— CHALLENGE —
Rewrite the records below, replacing every "Target" with "Label" and keeping everything else the same. Leave the pictures out of your answer.

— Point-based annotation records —
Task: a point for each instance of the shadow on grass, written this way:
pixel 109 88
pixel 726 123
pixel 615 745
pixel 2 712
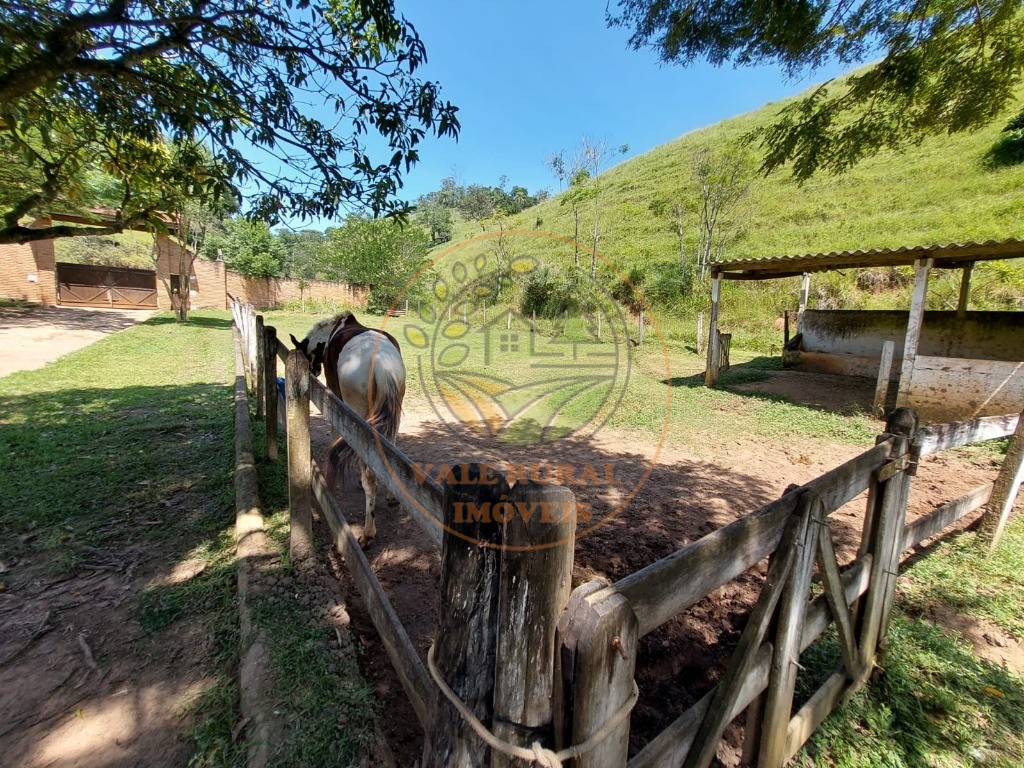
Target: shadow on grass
pixel 199 321
pixel 935 704
pixel 132 482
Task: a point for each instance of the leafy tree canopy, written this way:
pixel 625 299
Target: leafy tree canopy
pixel 946 66
pixel 108 84
pixel 388 256
pixel 247 247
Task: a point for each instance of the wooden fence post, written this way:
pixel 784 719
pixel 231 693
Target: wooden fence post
pixel 299 472
pixel 260 368
pixel 598 658
pixel 270 388
pixel 882 386
pixel 1005 489
pixel 785 656
pixel 537 579
pixel 467 621
pixel 886 531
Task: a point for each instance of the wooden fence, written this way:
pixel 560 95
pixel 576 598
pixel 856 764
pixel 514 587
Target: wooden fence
pixel 542 670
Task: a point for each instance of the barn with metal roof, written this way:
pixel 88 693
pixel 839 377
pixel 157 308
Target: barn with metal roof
pixel 947 365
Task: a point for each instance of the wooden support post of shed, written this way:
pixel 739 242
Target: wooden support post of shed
pixel 299 471
pixel 965 290
pixel 260 383
pixel 916 318
pixel 805 294
pixel 1005 489
pixel 882 386
pixel 711 373
pixel 270 388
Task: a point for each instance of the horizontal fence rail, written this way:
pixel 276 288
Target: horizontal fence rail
pixel 424 497
pixel 942 436
pixel 686 577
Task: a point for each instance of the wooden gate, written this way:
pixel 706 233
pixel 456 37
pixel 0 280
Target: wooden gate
pixel 85 285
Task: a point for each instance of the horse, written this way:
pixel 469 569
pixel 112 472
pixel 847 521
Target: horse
pixel 365 369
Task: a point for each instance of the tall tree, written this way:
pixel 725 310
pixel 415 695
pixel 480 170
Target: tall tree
pixel 946 66
pixel 384 254
pixel 723 177
pixel 247 247
pixel 92 83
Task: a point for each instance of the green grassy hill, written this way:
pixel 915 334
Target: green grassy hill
pixel 940 190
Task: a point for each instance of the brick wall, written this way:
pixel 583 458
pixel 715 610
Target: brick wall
pixel 272 292
pixel 211 281
pixel 19 264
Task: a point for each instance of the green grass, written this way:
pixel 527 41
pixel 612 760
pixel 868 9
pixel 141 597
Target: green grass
pixel 937 704
pixel 941 190
pixel 128 442
pixel 660 380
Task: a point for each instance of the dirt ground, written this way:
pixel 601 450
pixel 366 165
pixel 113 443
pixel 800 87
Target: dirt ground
pixel 33 336
pixel 683 499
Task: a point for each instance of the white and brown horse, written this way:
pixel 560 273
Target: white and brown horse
pixel 365 369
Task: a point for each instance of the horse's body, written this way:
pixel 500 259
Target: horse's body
pixel 365 369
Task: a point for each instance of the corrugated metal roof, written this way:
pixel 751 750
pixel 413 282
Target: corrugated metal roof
pixel 950 255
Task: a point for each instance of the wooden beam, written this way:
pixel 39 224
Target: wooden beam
pixel 915 320
pixel 944 516
pixel 606 647
pixel 785 659
pixel 805 295
pixel 711 372
pixel 412 674
pixel 942 436
pixel 671 745
pixel 467 620
pixel 270 389
pixel 673 584
pixel 727 692
pixel 965 290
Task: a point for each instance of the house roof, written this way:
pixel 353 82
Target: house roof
pixel 945 256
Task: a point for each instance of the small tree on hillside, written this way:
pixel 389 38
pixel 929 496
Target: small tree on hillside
pixel 723 178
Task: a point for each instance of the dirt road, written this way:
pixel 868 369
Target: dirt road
pixel 33 336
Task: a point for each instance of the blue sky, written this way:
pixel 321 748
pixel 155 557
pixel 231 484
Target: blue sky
pixel 531 78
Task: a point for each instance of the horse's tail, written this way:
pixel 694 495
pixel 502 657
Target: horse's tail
pixel 386 395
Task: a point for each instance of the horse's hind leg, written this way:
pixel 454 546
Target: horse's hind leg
pixel 370 489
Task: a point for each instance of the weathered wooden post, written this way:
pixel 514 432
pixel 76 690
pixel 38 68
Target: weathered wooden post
pixel 260 369
pixel 785 655
pixel 884 532
pixel 467 622
pixel 537 579
pixel 270 388
pixel 711 372
pixel 882 386
pixel 299 473
pixel 598 640
pixel 915 321
pixel 1005 489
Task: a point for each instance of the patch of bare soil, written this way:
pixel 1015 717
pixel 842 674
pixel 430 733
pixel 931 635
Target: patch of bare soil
pixel 683 499
pixel 33 336
pixel 841 394
pixel 81 682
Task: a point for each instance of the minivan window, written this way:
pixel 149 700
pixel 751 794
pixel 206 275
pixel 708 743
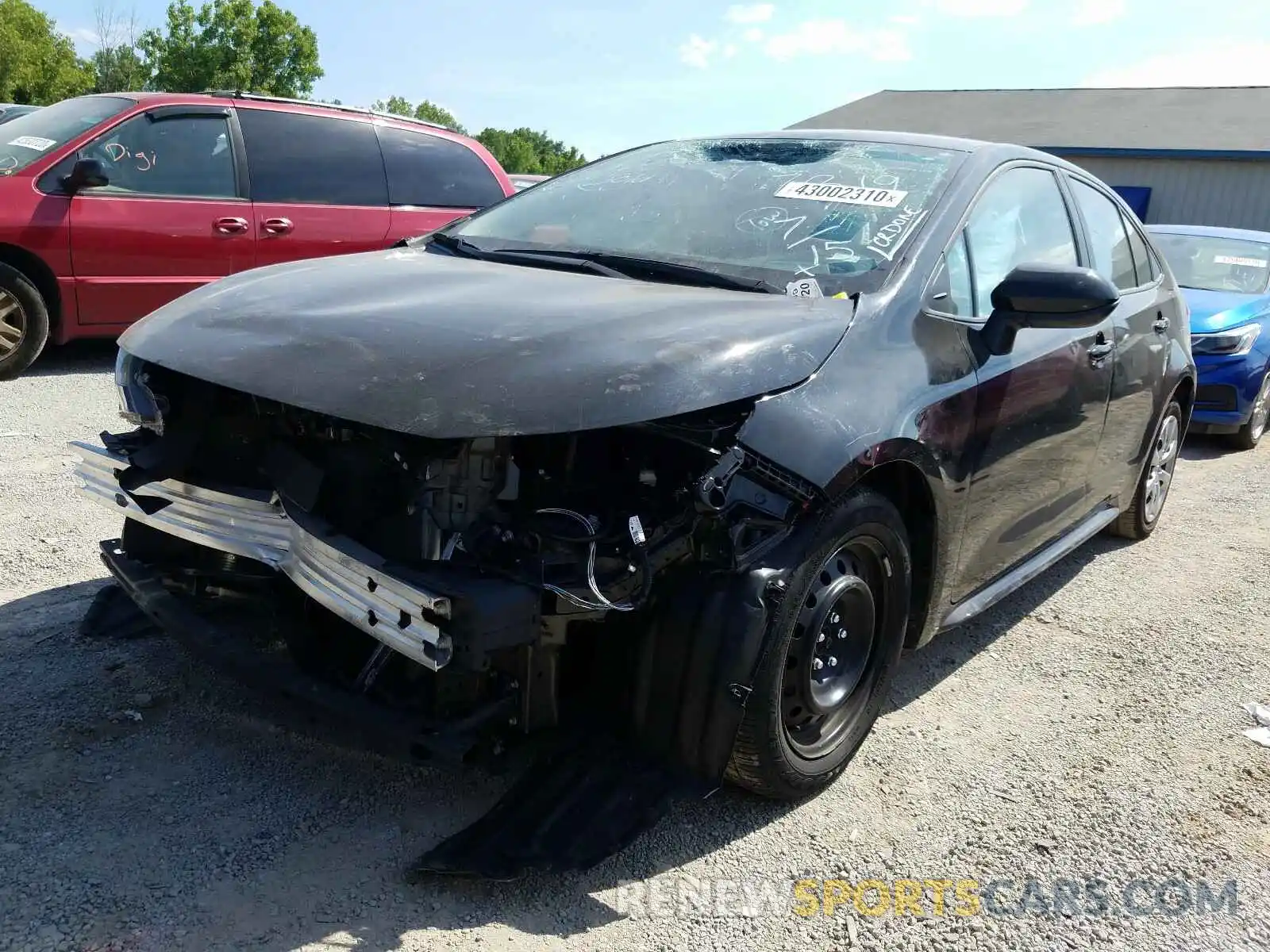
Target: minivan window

— TASK RESPONSE —
Task: a point for each instance of the shadow on grass, written this way:
pixel 109 88
pixel 726 123
pixel 615 745
pixel 2 712
Label: shadow on grass
pixel 199 321
pixel 935 704
pixel 132 482
Task: a point for each instance of the leafy tree canopy, written this way:
pixel 625 299
Label: leafy tree canopy
pixel 946 66
pixel 108 84
pixel 388 256
pixel 247 247
Task: a point for each instance of the wooden fence post, written this way:
pixel 784 719
pixel 231 693
Label: wooden fence post
pixel 299 472
pixel 260 368
pixel 598 658
pixel 270 388
pixel 882 386
pixel 1005 489
pixel 785 656
pixel 537 579
pixel 467 621
pixel 886 531
Task: a point for each instance of the wooden fence, written this way:
pixel 560 95
pixel 576 598
pixel 856 764
pixel 514 587
Label: wooden fence
pixel 542 670
Task: a point for each instance of the barn with metal roof, written this way:
pixel 88 693
pixel 839 377
pixel 157 308
Label: barn with metal roof
pixel 947 365
Task: a point for each instance of the wooden support post of shed, written this way:
pixel 739 242
Label: wooden support post of shed
pixel 299 471
pixel 965 290
pixel 260 383
pixel 916 318
pixel 805 294
pixel 1005 489
pixel 882 386
pixel 711 373
pixel 270 388
Task: a point for each instance of the horizontal fence rail, written this way:
pixel 276 288
Label: horizontal fence rail
pixel 424 497
pixel 942 436
pixel 686 577
Task: a point for each instance of the wooden gate, written this way:
pixel 706 233
pixel 456 37
pixel 0 280
Label: wooden gate
pixel 85 285
Task: a point for each instance of the horse, written this way:
pixel 469 569
pixel 112 472
pixel 847 521
Label: horse
pixel 365 369
Task: a point for each instance of the tall tree, written this way:
pixel 725 310
pixel 415 695
pixel 480 170
Label: tall tree
pixel 946 66
pixel 384 254
pixel 723 177
pixel 247 247
pixel 92 83
Task: a point for each instance of the green grassy hill, written this way:
pixel 915 334
Label: green grassy hill
pixel 940 190
Task: a point for each instance of the brick wall, written this way:
pixel 583 458
pixel 715 610
Label: brick wall
pixel 272 292
pixel 211 281
pixel 19 264
Task: a point for each instance of the green grass, written this way:
pixel 527 41
pixel 612 760
pixel 868 9
pixel 141 597
Label: green grass
pixel 937 704
pixel 941 190
pixel 128 442
pixel 660 380
Task: a point for each instance of the dirt ground, written this way:
pixel 601 450
pixel 366 165
pixel 113 443
pixel 800 87
Label: dirt ground
pixel 33 336
pixel 683 499
Task: a point for each instance of the white and brown horse, written this way:
pixel 560 273
Label: white and brown horse
pixel 365 369
Task: a point for each instance of the horse's body, written this way:
pixel 500 259
Label: horse's body
pixel 365 369
Task: a point for each instance of the corrugated metal roof, written this way:
pixel 751 750
pixel 413 282
Label: corrugated metal roof
pixel 950 255
Task: a point for each instance of the wooden beam, written this way:
pixel 39 224
Label: wooden beam
pixel 915 320
pixel 944 516
pixel 606 647
pixel 785 659
pixel 805 295
pixel 711 372
pixel 412 674
pixel 942 436
pixel 671 745
pixel 467 620
pixel 270 389
pixel 673 584
pixel 727 692
pixel 965 290
Task: a point for each instance of the house roof, written this way:
pixel 353 82
Label: house roof
pixel 945 256
Task: a point for each instance of the small tree on hillside, written this way:
pixel 389 38
pixel 929 496
Label: small tree on hillside
pixel 723 178
Task: a point for each instance of the dirt road, written this way:
pixel 868 369
Label: dirt road
pixel 33 336
Task: a point for each instance of the blue sky, written this way:
pixel 321 748
pixel 155 557
pixel 231 484
Label: blue sky
pixel 531 78
Task: a point for each instance of the horse's tail, written this way:
pixel 694 495
pixel 502 657
Label: horse's tail
pixel 386 395
Task: a point for each instance of the horse's hind leg, written this way:
pixel 454 546
Label: horse's hind leg
pixel 370 489
Task: a point for each instance of the weathered wooden post, written this way:
pixel 514 432
pixel 76 690
pixel 38 68
Label: weathered wooden post
pixel 260 369
pixel 785 655
pixel 884 532
pixel 467 622
pixel 537 579
pixel 270 388
pixel 711 372
pixel 882 386
pixel 299 473
pixel 598 640
pixel 915 321
pixel 1005 489
Task: a point for each instance of the patch of bare soil, written this way:
pixel 1015 717
pixel 842 674
pixel 430 733
pixel 931 635
Label: patch of bare soil
pixel 683 499
pixel 33 336
pixel 841 394
pixel 81 682
Task: a point for each instance of the minivan window, written this way:
pixel 149 700
pixel 751 794
pixel 206 275
pixel 708 743
Label: minivan window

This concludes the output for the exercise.